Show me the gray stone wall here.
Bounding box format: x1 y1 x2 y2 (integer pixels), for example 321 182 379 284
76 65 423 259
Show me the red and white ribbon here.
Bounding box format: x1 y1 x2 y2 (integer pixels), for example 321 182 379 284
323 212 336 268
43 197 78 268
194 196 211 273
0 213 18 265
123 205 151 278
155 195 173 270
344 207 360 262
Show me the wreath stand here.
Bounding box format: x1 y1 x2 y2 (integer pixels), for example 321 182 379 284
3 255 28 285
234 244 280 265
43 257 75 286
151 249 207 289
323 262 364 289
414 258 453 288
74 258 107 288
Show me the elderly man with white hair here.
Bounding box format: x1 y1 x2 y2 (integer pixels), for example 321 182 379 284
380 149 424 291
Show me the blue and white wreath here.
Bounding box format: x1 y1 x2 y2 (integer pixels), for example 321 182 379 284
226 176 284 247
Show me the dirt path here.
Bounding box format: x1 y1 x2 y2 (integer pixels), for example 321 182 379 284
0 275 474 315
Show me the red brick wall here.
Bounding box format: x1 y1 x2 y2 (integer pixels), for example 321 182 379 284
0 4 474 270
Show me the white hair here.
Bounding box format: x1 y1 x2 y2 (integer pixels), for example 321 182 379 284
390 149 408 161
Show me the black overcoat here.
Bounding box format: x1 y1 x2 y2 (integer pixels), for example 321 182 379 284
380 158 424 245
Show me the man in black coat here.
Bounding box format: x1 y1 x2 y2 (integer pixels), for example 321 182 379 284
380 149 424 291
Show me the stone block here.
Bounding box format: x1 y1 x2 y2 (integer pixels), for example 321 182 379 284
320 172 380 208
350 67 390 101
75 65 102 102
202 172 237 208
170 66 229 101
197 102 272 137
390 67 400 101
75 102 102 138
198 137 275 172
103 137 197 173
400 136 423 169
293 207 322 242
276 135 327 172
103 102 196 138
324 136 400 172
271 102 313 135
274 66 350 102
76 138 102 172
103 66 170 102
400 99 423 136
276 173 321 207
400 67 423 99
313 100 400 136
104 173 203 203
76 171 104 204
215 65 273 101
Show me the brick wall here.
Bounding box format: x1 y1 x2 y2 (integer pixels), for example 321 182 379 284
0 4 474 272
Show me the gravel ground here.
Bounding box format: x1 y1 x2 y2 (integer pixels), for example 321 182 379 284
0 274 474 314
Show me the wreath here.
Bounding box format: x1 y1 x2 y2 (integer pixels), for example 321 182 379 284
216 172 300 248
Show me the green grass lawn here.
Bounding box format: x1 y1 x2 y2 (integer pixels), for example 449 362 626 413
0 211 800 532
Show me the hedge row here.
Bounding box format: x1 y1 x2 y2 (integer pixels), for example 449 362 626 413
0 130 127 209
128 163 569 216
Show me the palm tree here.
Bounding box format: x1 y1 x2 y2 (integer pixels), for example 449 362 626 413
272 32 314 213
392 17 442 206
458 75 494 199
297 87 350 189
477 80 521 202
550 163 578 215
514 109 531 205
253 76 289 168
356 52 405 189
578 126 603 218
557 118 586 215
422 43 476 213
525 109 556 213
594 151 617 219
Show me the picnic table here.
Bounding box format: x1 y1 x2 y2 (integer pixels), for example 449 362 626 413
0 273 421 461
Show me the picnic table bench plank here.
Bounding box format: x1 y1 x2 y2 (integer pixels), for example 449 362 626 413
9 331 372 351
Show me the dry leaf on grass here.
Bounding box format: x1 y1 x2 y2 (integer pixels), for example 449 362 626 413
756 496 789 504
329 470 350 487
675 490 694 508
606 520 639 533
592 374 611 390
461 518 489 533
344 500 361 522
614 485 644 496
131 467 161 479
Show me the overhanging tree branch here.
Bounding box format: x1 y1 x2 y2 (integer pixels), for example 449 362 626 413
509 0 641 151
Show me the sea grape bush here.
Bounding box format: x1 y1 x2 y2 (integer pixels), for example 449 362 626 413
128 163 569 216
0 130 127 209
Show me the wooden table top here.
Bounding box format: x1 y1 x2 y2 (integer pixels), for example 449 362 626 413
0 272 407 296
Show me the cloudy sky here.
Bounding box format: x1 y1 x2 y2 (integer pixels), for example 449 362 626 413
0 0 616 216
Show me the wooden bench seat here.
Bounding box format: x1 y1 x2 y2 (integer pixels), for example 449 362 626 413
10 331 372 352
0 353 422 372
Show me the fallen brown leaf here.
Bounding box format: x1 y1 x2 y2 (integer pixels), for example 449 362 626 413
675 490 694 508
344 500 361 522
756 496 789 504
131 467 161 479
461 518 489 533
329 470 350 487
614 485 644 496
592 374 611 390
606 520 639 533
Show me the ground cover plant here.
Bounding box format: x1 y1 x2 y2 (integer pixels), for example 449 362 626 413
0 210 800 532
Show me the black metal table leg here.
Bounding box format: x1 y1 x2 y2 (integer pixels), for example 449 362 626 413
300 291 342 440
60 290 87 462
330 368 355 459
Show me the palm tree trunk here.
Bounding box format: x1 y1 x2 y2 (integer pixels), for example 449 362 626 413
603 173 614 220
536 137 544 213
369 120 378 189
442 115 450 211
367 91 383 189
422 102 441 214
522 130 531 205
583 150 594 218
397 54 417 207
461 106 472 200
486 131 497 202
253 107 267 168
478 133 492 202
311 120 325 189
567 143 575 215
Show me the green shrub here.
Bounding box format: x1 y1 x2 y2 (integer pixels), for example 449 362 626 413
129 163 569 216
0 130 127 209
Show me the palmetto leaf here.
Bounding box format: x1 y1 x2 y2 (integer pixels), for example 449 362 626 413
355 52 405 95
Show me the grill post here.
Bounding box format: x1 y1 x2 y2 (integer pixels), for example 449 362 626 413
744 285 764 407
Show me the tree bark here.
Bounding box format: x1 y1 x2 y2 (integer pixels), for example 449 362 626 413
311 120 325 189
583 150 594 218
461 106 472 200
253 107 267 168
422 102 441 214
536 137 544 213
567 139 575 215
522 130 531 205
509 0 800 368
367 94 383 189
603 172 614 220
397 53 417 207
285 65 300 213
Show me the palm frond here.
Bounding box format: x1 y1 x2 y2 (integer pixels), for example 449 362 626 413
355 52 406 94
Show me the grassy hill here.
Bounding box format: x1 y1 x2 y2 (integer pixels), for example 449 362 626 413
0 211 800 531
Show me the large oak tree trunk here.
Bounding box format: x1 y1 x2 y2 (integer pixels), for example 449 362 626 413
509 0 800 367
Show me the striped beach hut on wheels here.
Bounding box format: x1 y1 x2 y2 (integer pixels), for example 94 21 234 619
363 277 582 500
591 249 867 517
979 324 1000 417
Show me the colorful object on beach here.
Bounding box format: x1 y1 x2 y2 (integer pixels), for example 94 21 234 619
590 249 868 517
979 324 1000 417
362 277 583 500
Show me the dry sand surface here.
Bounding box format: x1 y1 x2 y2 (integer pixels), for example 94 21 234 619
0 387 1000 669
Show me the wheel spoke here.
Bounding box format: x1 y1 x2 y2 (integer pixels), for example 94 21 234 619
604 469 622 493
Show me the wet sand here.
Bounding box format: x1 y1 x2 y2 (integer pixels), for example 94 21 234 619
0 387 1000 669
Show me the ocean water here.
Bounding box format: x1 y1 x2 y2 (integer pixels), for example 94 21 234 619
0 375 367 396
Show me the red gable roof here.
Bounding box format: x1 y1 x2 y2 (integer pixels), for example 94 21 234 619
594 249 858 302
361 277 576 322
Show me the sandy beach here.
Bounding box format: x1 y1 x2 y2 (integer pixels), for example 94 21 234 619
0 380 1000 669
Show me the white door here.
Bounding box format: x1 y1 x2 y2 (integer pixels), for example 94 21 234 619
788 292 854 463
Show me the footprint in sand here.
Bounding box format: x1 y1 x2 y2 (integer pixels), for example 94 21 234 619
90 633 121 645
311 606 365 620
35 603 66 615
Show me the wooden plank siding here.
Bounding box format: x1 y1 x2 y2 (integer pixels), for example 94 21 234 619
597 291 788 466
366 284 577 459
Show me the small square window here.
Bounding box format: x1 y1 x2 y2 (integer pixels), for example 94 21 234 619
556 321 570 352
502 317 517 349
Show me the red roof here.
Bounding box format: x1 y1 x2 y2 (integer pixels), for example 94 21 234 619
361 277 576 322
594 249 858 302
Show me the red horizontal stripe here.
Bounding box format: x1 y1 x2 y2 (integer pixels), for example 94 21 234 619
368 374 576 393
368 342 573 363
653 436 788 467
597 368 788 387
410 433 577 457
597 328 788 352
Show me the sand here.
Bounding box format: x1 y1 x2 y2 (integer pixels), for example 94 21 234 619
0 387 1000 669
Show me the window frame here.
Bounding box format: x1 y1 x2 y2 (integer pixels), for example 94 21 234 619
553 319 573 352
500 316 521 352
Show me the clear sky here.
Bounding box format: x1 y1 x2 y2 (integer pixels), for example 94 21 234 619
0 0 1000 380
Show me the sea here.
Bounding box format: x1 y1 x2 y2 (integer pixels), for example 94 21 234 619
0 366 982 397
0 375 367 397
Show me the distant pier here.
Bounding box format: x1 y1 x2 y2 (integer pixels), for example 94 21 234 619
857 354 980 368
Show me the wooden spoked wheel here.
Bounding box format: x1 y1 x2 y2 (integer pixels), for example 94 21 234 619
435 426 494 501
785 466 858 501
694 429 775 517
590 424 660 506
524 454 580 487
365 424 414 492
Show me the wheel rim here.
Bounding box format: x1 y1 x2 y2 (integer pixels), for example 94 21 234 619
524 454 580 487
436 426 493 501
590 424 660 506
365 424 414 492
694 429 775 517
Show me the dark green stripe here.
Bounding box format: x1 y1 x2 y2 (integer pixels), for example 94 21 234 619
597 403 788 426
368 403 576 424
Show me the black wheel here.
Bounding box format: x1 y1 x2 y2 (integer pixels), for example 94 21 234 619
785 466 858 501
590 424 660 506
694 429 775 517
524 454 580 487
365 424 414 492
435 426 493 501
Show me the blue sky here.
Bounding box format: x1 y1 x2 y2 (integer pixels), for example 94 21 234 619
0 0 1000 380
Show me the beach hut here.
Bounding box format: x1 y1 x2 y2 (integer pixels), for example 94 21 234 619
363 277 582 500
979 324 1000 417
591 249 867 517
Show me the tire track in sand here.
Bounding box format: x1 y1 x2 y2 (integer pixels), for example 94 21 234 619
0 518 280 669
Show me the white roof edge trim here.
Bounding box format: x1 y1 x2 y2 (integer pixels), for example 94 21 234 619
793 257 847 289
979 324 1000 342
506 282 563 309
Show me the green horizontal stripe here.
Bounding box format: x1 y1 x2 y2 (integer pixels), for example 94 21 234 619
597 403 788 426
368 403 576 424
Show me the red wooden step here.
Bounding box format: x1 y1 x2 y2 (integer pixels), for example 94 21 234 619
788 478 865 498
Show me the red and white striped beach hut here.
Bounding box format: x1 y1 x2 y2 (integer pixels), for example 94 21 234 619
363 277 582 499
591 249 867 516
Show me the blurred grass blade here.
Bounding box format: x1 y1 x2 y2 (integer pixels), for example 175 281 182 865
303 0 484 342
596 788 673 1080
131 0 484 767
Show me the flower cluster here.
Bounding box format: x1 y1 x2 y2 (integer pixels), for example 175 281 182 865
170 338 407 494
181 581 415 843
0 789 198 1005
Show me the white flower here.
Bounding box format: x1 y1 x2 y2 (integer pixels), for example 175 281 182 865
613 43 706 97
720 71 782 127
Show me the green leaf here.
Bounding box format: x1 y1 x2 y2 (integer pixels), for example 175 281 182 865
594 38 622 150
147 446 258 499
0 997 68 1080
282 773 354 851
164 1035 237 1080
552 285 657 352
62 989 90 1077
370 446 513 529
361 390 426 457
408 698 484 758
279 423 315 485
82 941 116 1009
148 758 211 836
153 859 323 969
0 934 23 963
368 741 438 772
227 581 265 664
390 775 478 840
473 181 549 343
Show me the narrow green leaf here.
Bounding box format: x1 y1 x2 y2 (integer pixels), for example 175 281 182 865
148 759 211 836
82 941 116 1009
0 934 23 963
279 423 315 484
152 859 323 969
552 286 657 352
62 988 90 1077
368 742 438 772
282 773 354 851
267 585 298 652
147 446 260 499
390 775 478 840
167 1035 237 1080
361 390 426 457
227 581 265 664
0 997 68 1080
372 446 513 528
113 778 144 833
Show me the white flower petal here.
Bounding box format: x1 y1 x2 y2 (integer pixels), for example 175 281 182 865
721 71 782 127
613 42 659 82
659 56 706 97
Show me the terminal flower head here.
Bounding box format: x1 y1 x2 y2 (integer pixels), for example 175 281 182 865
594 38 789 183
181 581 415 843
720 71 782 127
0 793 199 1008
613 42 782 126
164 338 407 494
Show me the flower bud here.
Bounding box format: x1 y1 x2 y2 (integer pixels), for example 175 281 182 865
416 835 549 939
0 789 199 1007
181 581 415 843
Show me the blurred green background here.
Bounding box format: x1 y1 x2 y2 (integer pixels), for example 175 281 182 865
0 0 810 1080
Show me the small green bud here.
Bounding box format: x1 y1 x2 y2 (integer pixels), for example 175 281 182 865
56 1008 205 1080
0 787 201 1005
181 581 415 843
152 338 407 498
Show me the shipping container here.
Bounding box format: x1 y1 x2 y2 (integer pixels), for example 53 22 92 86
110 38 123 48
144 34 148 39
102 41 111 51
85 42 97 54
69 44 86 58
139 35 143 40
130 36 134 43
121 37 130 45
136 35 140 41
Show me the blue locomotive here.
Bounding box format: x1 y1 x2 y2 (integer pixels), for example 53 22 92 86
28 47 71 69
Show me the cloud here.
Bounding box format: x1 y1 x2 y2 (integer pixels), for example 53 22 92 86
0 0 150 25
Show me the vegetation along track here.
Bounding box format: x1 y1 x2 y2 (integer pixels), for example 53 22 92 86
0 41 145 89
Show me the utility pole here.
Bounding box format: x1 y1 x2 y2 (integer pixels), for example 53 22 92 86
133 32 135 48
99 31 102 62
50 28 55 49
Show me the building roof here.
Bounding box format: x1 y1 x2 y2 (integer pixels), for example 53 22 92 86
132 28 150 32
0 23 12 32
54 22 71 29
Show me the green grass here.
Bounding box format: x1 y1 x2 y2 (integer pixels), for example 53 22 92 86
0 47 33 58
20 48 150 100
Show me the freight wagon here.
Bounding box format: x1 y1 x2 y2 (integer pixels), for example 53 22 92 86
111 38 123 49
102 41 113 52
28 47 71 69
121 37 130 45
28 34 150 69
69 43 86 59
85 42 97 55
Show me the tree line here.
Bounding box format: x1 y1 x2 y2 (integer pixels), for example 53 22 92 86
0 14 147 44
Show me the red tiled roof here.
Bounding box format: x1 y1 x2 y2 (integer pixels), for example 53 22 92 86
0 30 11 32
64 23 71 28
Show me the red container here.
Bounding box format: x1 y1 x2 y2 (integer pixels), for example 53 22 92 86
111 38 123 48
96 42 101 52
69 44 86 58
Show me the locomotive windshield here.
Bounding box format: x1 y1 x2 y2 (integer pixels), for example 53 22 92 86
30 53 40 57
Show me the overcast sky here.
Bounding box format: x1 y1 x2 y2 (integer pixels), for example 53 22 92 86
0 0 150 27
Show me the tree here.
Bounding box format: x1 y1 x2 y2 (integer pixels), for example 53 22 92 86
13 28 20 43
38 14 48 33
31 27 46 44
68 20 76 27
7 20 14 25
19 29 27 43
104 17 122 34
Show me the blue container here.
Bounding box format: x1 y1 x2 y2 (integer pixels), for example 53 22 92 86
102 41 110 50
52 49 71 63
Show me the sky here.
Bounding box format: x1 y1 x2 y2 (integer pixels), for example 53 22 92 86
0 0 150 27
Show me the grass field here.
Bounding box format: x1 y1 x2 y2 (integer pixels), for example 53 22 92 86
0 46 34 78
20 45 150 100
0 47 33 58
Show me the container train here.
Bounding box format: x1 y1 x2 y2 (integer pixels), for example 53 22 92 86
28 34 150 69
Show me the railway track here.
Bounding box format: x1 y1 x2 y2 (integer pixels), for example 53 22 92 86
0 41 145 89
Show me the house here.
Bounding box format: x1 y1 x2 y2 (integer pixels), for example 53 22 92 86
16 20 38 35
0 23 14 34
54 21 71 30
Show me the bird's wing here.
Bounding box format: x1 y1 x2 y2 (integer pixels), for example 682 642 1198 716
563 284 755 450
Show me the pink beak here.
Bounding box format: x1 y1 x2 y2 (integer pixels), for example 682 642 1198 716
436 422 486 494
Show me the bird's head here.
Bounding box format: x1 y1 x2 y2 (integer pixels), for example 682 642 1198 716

--

## EXERCISE PROMPT
Please rewrite the entries starting at the line containing "Show me the grill post here." and ending at the line containing "355 52 406 94", changing "palm frond" to "palm leaf" and leaving everything else the same.

## EXERCISE RESULT
Show me the grill post here.
Bounding box format: x1 y1 x2 y2 (integer pixels), for example 449 362 626 413
744 285 764 407
Show me the tree bark here.
Bounding box format: x1 y1 x2 y2 (integer pixels), for example 449 362 626 413
311 120 325 189
583 150 594 218
461 106 472 200
253 107 267 168
422 102 441 214
536 137 544 213
567 139 575 215
522 130 531 205
509 0 800 368
367 94 383 189
603 172 614 220
397 53 417 207
285 65 300 213
Show me the palm leaf here.
Bounding box format: x1 y1 x2 y2 (integer pixels), for example 449 362 626 413
355 52 406 94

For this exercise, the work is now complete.